SÉRIE DE TÂCHES:
#1 Renvoyez chaque ligne des entrées qui contient le mot « door ».
#2 Écrivez la suite de l'entretien avec Fred, s'il vous plaît.

Dans Fred, l’histoire d’un conteur éclectique (Dargaud), celui-ci se dévoile avec la collaboration de Marie-Ange Guillaume, notamment ancienne secrétaire de rédaction du magazine Pilote. L’ouvrage ne laisse à nul autre que Philémon le soin d’interroger son créateur sur sa vie et son parcours professionnel, relatés avec moult détails et à grand renfort de superbes illustrations. Il est agrémenté d’une préface rédigée par un vieux compère : François Cavanna. Avant même la publication du livre, Fred avait accepté de revenir pour nous sur certaines de leurs étapes marquantes.
« DES GRECS DE CONSTANTINOPLE »
Pouvez-vous nous en dire plus sur vos origines familiales ?
Moi, je suis d’origine grecque. Mes parents ont quitté la Grèce après la Première Guerre mondiale et le conflit gréco-turc qui s’ensuivit. Ils n’étaient pas ensemble alors. Ma mère avait dix ans. Elle se trouvait avec toute sa famille, tous ses frères et sœurs. Et puis, pour mon père, c’était pareil.

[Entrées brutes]

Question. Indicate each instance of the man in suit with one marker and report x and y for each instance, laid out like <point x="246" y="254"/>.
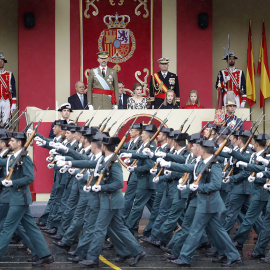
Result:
<point x="78" y="101"/>
<point x="161" y="82"/>
<point x="103" y="85"/>
<point x="122" y="96"/>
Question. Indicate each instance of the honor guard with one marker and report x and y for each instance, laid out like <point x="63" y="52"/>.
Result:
<point x="161" y="82"/>
<point x="103" y="85"/>
<point x="232" y="79"/>
<point x="7" y="91"/>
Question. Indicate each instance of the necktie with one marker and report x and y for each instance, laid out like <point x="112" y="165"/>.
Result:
<point x="82" y="101"/>
<point x="120" y="102"/>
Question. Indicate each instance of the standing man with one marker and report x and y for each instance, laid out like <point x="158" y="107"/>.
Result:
<point x="78" y="101"/>
<point x="232" y="79"/>
<point x="103" y="85"/>
<point x="7" y="91"/>
<point x="122" y="96"/>
<point x="161" y="82"/>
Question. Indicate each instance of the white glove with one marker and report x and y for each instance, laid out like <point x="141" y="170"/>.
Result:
<point x="227" y="150"/>
<point x="193" y="187"/>
<point x="167" y="172"/>
<point x="39" y="143"/>
<point x="71" y="171"/>
<point x="13" y="107"/>
<point x="126" y="160"/>
<point x="52" y="144"/>
<point x="227" y="78"/>
<point x="180" y="187"/>
<point x="160" y="154"/>
<point x="59" y="157"/>
<point x="259" y="175"/>
<point x="60" y="146"/>
<point x="147" y="152"/>
<point x="96" y="188"/>
<point x="53" y="152"/>
<point x="126" y="155"/>
<point x="131" y="168"/>
<point x="86" y="189"/>
<point x="153" y="171"/>
<point x="7" y="183"/>
<point x="60" y="163"/>
<point x="262" y="160"/>
<point x="243" y="103"/>
<point x="50" y="166"/>
<point x="79" y="176"/>
<point x="241" y="163"/>
<point x="29" y="131"/>
<point x="227" y="180"/>
<point x="49" y="159"/>
<point x="156" y="179"/>
<point x="165" y="164"/>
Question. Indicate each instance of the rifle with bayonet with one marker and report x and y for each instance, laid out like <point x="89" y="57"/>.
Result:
<point x="24" y="151"/>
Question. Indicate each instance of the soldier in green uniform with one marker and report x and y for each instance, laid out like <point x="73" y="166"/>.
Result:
<point x="20" y="198"/>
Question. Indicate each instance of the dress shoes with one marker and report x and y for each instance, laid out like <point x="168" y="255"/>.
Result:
<point x="56" y="237"/>
<point x="89" y="263"/>
<point x="238" y="245"/>
<point x="72" y="253"/>
<point x="205" y="245"/>
<point x="220" y="259"/>
<point x="181" y="263"/>
<point x="61" y="245"/>
<point x="169" y="256"/>
<point x="43" y="261"/>
<point x="75" y="259"/>
<point x="232" y="263"/>
<point x="138" y="258"/>
<point x="122" y="259"/>
<point x="165" y="249"/>
<point x="51" y="231"/>
<point x="255" y="256"/>
<point x="33" y="259"/>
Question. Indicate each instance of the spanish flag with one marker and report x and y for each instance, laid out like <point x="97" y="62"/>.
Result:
<point x="250" y="81"/>
<point x="264" y="70"/>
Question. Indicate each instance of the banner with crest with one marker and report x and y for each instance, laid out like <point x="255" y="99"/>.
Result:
<point x="123" y="28"/>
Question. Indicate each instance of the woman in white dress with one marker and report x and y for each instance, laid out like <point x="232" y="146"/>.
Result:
<point x="137" y="101"/>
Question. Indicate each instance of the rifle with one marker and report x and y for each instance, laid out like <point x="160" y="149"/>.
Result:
<point x="242" y="151"/>
<point x="90" y="120"/>
<point x="154" y="136"/>
<point x="24" y="151"/>
<point x="214" y="156"/>
<point x="114" y="156"/>
<point x="182" y="126"/>
<point x="105" y="124"/>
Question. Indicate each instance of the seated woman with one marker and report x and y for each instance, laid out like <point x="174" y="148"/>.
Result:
<point x="137" y="101"/>
<point x="193" y="101"/>
<point x="169" y="101"/>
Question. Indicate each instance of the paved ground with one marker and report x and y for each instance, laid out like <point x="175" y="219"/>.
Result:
<point x="16" y="259"/>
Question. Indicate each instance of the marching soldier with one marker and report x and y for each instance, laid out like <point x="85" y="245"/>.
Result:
<point x="103" y="85"/>
<point x="161" y="82"/>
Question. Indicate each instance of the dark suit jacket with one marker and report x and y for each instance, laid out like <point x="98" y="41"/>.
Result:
<point x="76" y="103"/>
<point x="125" y="98"/>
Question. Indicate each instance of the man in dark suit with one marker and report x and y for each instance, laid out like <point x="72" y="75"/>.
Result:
<point x="78" y="101"/>
<point x="161" y="82"/>
<point x="122" y="96"/>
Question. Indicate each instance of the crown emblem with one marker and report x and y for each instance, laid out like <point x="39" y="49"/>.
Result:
<point x="116" y="21"/>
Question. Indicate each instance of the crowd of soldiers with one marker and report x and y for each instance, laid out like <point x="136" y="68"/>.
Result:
<point x="203" y="182"/>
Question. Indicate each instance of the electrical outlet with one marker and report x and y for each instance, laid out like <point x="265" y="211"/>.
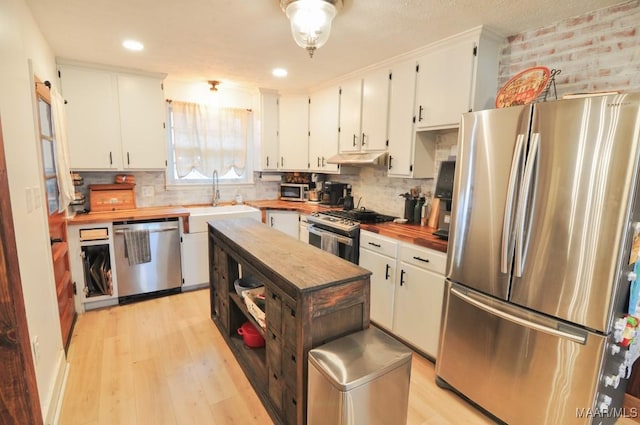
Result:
<point x="36" y="198"/>
<point x="36" y="349"/>
<point x="147" y="191"/>
<point x="29" y="198"/>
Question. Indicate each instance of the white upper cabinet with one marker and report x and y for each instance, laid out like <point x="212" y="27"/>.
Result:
<point x="93" y="122"/>
<point x="268" y="130"/>
<point x="364" y="107"/>
<point x="375" y="110"/>
<point x="323" y="128"/>
<point x="401" y="134"/>
<point x="350" y="114"/>
<point x="294" y="132"/>
<point x="115" y="120"/>
<point x="142" y="113"/>
<point x="455" y="76"/>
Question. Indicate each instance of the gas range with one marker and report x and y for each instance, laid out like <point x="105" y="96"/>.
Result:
<point x="347" y="222"/>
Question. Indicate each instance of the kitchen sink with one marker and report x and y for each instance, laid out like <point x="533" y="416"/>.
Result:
<point x="199" y="216"/>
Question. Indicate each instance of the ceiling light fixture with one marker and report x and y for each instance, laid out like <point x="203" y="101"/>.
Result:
<point x="133" y="45"/>
<point x="310" y="21"/>
<point x="279" y="72"/>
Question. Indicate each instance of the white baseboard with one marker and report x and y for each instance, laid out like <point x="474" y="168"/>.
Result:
<point x="52" y="414"/>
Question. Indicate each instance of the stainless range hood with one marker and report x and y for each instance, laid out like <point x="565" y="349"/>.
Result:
<point x="360" y="158"/>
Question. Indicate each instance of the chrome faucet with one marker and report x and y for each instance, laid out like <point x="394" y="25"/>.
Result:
<point x="216" y="191"/>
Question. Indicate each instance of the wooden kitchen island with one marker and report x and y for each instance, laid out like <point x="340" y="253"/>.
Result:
<point x="312" y="297"/>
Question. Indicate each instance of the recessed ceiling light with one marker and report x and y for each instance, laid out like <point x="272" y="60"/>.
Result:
<point x="133" y="45"/>
<point x="279" y="72"/>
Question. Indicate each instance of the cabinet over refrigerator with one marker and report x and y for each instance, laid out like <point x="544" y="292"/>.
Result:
<point x="542" y="225"/>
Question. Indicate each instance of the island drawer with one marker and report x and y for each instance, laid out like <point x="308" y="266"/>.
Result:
<point x="273" y="313"/>
<point x="290" y="323"/>
<point x="274" y="351"/>
<point x="276" y="388"/>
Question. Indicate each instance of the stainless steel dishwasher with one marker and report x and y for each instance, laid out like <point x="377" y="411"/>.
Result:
<point x="160" y="271"/>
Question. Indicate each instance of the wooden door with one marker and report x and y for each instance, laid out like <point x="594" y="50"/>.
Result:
<point x="18" y="388"/>
<point x="57" y="220"/>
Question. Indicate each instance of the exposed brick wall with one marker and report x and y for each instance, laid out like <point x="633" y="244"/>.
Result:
<point x="596" y="51"/>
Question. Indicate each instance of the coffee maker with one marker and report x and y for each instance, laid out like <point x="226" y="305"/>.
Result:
<point x="333" y="193"/>
<point x="444" y="192"/>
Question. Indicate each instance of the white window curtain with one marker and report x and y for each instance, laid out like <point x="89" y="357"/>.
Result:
<point x="65" y="183"/>
<point x="208" y="138"/>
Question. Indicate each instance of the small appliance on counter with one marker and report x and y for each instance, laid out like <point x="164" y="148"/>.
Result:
<point x="111" y="197"/>
<point x="294" y="192"/>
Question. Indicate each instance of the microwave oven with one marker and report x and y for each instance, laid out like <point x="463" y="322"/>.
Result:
<point x="294" y="192"/>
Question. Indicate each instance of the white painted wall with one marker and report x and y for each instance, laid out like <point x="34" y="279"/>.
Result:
<point x="20" y="41"/>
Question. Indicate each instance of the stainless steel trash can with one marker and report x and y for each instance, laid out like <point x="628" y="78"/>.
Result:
<point x="359" y="379"/>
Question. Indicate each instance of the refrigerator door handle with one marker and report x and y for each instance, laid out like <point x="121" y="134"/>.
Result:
<point x="523" y="201"/>
<point x="580" y="339"/>
<point x="508" y="213"/>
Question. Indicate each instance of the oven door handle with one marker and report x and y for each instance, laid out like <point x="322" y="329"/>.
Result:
<point x="342" y="239"/>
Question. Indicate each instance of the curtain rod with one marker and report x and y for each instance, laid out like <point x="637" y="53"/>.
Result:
<point x="46" y="83"/>
<point x="246" y="109"/>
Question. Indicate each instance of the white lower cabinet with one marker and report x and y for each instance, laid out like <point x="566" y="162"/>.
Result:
<point x="285" y="221"/>
<point x="303" y="234"/>
<point x="195" y="260"/>
<point x="407" y="287"/>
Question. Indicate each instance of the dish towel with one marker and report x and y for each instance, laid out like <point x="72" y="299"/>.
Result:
<point x="329" y="243"/>
<point x="136" y="246"/>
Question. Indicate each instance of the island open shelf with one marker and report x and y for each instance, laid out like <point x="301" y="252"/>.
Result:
<point x="312" y="297"/>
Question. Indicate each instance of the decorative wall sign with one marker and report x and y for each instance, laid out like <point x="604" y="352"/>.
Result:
<point x="524" y="87"/>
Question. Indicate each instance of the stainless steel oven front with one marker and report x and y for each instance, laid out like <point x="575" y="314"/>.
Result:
<point x="345" y="245"/>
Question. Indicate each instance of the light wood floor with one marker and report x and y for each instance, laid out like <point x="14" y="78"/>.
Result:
<point x="163" y="361"/>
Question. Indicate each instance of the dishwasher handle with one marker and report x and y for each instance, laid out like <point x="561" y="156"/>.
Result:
<point x="341" y="239"/>
<point x="165" y="229"/>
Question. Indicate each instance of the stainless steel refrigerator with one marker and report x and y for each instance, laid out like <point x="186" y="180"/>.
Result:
<point x="543" y="216"/>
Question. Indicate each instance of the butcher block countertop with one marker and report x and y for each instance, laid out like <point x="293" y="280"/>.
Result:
<point x="148" y="213"/>
<point x="272" y="252"/>
<point x="410" y="233"/>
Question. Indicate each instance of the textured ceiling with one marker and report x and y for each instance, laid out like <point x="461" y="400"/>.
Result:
<point x="241" y="41"/>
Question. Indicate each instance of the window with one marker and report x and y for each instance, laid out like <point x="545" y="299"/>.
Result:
<point x="204" y="138"/>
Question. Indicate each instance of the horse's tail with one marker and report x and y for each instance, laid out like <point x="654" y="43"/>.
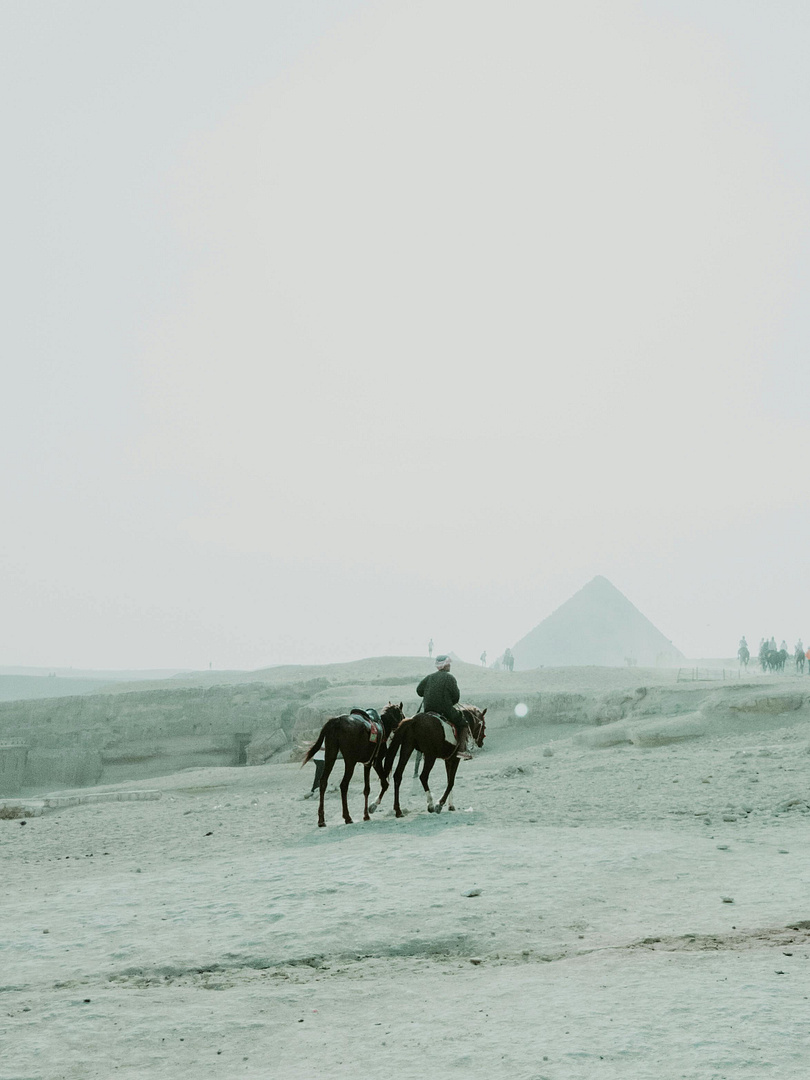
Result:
<point x="316" y="744"/>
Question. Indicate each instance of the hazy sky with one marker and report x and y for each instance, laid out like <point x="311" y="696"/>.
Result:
<point x="335" y="325"/>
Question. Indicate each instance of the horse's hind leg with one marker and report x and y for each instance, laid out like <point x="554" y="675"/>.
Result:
<point x="405" y="752"/>
<point x="345" y="788"/>
<point x="366" y="790"/>
<point x="423" y="777"/>
<point x="451" y="764"/>
<point x="379" y="769"/>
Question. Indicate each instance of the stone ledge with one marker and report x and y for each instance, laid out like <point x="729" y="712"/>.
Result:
<point x="35" y="808"/>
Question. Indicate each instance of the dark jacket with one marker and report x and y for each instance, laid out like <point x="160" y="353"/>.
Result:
<point x="441" y="693"/>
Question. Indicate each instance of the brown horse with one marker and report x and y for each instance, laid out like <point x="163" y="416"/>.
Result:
<point x="354" y="738"/>
<point x="426" y="733"/>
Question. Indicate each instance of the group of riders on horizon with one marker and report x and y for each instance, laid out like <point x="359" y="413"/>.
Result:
<point x="772" y="659"/>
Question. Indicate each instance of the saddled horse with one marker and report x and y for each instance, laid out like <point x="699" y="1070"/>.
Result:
<point x="359" y="739"/>
<point x="426" y="732"/>
<point x="774" y="660"/>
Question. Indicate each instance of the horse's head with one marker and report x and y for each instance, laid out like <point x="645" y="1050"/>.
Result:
<point x="391" y="715"/>
<point x="477" y="724"/>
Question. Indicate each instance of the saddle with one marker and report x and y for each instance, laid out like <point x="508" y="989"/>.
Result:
<point x="372" y="718"/>
<point x="449" y="730"/>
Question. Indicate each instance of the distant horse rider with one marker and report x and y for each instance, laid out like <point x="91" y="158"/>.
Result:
<point x="441" y="693"/>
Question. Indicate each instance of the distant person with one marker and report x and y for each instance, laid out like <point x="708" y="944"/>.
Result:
<point x="441" y="694"/>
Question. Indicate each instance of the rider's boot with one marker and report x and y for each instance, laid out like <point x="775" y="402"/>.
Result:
<point x="463" y="738"/>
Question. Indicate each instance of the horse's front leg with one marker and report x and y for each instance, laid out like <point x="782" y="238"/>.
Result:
<point x="423" y="777"/>
<point x="329" y="758"/>
<point x="345" y="790"/>
<point x="451" y="766"/>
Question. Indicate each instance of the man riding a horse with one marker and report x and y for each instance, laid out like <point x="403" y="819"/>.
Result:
<point x="440" y="694"/>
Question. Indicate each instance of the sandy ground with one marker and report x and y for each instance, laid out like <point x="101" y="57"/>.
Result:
<point x="217" y="932"/>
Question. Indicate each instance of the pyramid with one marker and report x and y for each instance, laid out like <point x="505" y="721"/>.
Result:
<point x="597" y="625"/>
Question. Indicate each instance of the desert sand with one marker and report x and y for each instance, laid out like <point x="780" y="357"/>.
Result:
<point x="590" y="910"/>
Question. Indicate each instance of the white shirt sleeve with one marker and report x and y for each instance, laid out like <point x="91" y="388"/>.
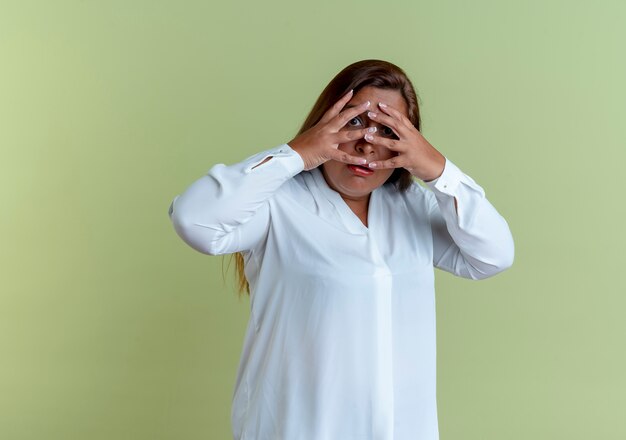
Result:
<point x="474" y="242"/>
<point x="226" y="210"/>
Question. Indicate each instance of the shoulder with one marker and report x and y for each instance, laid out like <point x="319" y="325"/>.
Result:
<point x="416" y="195"/>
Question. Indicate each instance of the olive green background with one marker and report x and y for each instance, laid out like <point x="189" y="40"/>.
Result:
<point x="111" y="327"/>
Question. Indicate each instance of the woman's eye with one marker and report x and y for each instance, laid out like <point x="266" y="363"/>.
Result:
<point x="352" y="120"/>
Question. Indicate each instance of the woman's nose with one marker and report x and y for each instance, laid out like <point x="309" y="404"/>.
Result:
<point x="364" y="147"/>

CORRIGÉ DES EXERCICES:
#1
Question. Indicate each instance of the wooden door with one marker and report x and y for each instance, laid out like <point x="594" y="50"/>.
Question. Indicate each instance of the refrigerator door handle with one marker and report x and y for each instance, laid out like <point x="121" y="134"/>.
Question. Indicate each instance of the oven door handle with one marker and report x and y for each instance, laid out like <point x="322" y="329"/>.

#2
Vos parents étaient des Grecs de Constantinople, aujourd’hui Istanbul, je crois…
Oui, des Grecs de Constantinople. Ils sont arrivés… Ce qu’ils appelaient, pour eux, l’Europe. C’était Marseille. Bon, ils ne connaissaient pas. Ensuite, ma mère a continué, avec sa famille, jusqu’à Londres. Parce que mon grand-père maternel, que je n’ai jamais connu, était parti un peu avant, pour préparer le terrain et accueillir les siens, à Londres, donc. Je ne sais pas pourquoi, il était attiré par Londres ! En tout cas, ma mère a fait toutes ses études en Angleterre.
Faut-il y voir la raison pour laquelle vous aimez préciser que vous appréciez l’humour anglais, une sorte de legs familial chez vous ?
Oui, oui… Quand j’étais tout petit, ma mère me racontait des tas d’histoires. C’est elle qui m’en a fait découvrir beaucoup, en mélangeant toutes les mythologies : anglaise, grecque et Les Mille et une nuits.
Peut-on penser qu’elle y rajoutait des choses du genre de Peter Pan de James Matthew Barrie ?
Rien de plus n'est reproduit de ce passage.